你的任务
把下方列表中的所有行逐字照抄一遍，答案里不要包含图片。

数据集条目
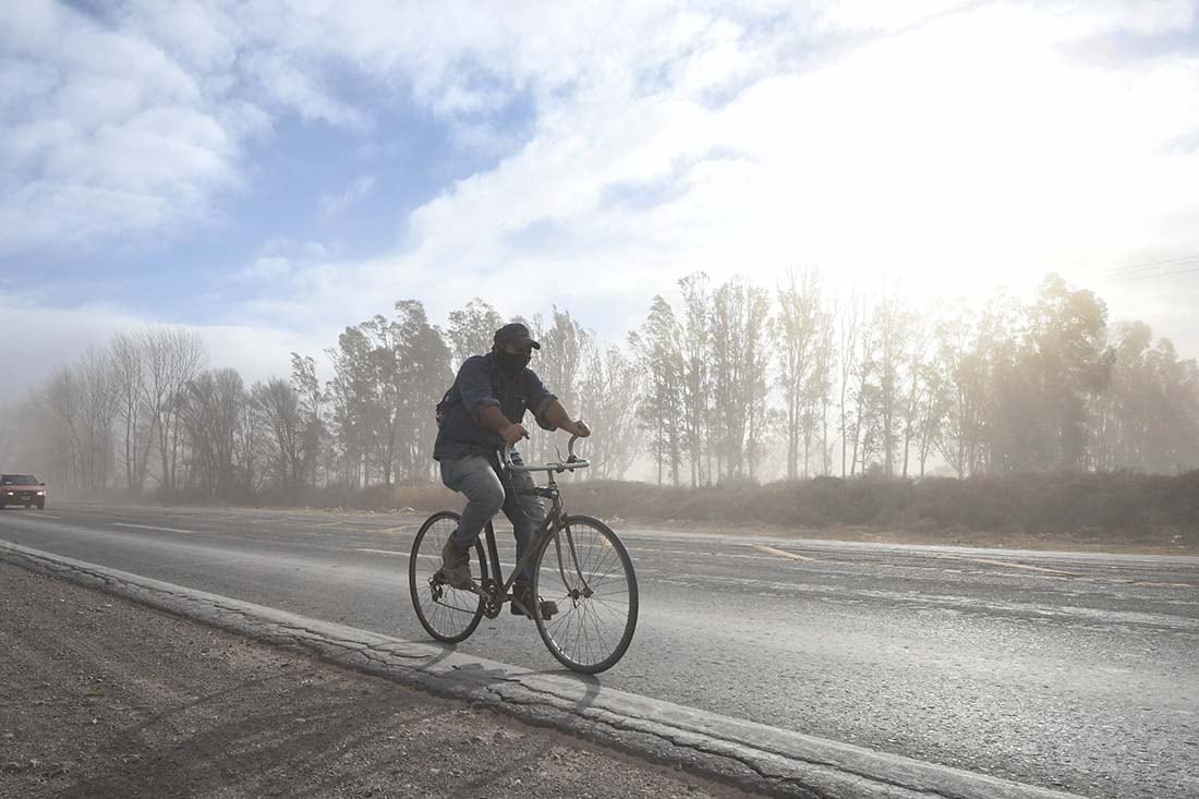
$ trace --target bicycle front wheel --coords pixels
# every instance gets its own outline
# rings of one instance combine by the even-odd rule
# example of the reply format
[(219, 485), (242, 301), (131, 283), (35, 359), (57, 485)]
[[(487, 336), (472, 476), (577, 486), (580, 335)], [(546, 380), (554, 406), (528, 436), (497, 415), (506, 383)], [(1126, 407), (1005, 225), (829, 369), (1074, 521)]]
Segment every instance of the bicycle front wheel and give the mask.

回答
$ trace --target bicycle front wheel --coords pixels
# every instance gets its own outline
# rings of one instance combine by the even-odd rule
# example of the reply format
[(219, 485), (242, 301), (131, 283), (35, 359), (57, 485)]
[[(487, 336), (472, 476), (577, 486), (580, 335)], [(546, 380), (554, 406), (528, 436), (497, 415), (506, 383)], [(1126, 407), (1005, 225), (829, 369), (1074, 521)]]
Segment every instance of the bicycle front wheel and give the mask.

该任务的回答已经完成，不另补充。